### THE DATA
+--
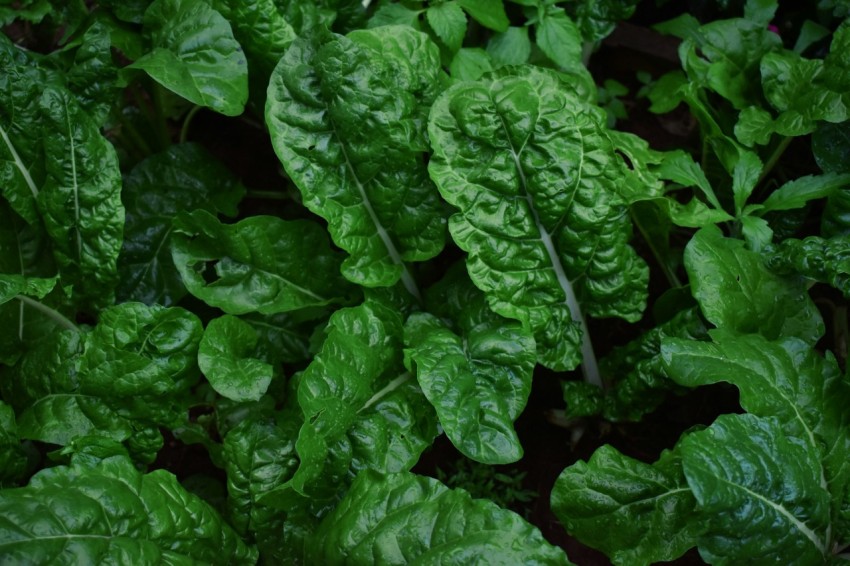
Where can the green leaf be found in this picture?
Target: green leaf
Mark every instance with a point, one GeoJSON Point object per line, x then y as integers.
{"type": "Point", "coordinates": [511, 47]}
{"type": "Point", "coordinates": [356, 152]}
{"type": "Point", "coordinates": [227, 357]}
{"type": "Point", "coordinates": [184, 177]}
{"type": "Point", "coordinates": [488, 13]}
{"type": "Point", "coordinates": [533, 234]}
{"type": "Point", "coordinates": [402, 518]}
{"type": "Point", "coordinates": [478, 381]}
{"type": "Point", "coordinates": [260, 264]}
{"type": "Point", "coordinates": [13, 459]}
{"type": "Point", "coordinates": [361, 409]}
{"type": "Point", "coordinates": [560, 39]}
{"type": "Point", "coordinates": [760, 492]}
{"type": "Point", "coordinates": [110, 512]}
{"type": "Point", "coordinates": [449, 23]}
{"type": "Point", "coordinates": [787, 380]}
{"type": "Point", "coordinates": [263, 32]}
{"type": "Point", "coordinates": [80, 200]}
{"type": "Point", "coordinates": [195, 55]}
{"type": "Point", "coordinates": [796, 193]}
{"type": "Point", "coordinates": [259, 457]}
{"type": "Point", "coordinates": [737, 292]}
{"type": "Point", "coordinates": [831, 147]}
{"type": "Point", "coordinates": [469, 63]}
{"type": "Point", "coordinates": [825, 260]}
{"type": "Point", "coordinates": [636, 513]}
+--
### WHAT NEEDS TO BE DONE
Format every line of the listing above as a Markdown table with the columns Row and Text, numbering the rows and skipping blank lines. Leave the picture out of the table.

### TASK OUTPUT
| Row | Text |
|---|---|
| 1 | Where can the green leaf be found in this picture? |
| 2 | Target: green leaf |
| 3 | Mark every instance with a point, one GeoJSON Point object per line, x then y as integers. |
| 4 | {"type": "Point", "coordinates": [511, 47]} |
| 5 | {"type": "Point", "coordinates": [356, 152]} |
| 6 | {"type": "Point", "coordinates": [227, 357]} |
| 7 | {"type": "Point", "coordinates": [184, 177]} |
| 8 | {"type": "Point", "coordinates": [488, 13]} |
| 9 | {"type": "Point", "coordinates": [533, 234]} |
| 10 | {"type": "Point", "coordinates": [402, 518]} |
| 11 | {"type": "Point", "coordinates": [478, 381]} |
| 12 | {"type": "Point", "coordinates": [260, 264]} |
| 13 | {"type": "Point", "coordinates": [13, 459]} |
| 14 | {"type": "Point", "coordinates": [361, 409]} |
| 15 | {"type": "Point", "coordinates": [560, 39]} |
| 16 | {"type": "Point", "coordinates": [760, 492]} |
| 17 | {"type": "Point", "coordinates": [110, 512]} |
| 18 | {"type": "Point", "coordinates": [449, 23]} |
| 19 | {"type": "Point", "coordinates": [787, 380]} |
| 20 | {"type": "Point", "coordinates": [263, 32]} |
| 21 | {"type": "Point", "coordinates": [80, 200]} |
| 22 | {"type": "Point", "coordinates": [195, 55]} |
| 23 | {"type": "Point", "coordinates": [796, 193]} |
| 24 | {"type": "Point", "coordinates": [259, 457]} |
| 25 | {"type": "Point", "coordinates": [737, 292]} |
| 26 | {"type": "Point", "coordinates": [831, 147]} |
| 27 | {"type": "Point", "coordinates": [469, 63]} |
| 28 | {"type": "Point", "coordinates": [825, 260]} |
| 29 | {"type": "Point", "coordinates": [636, 513]} |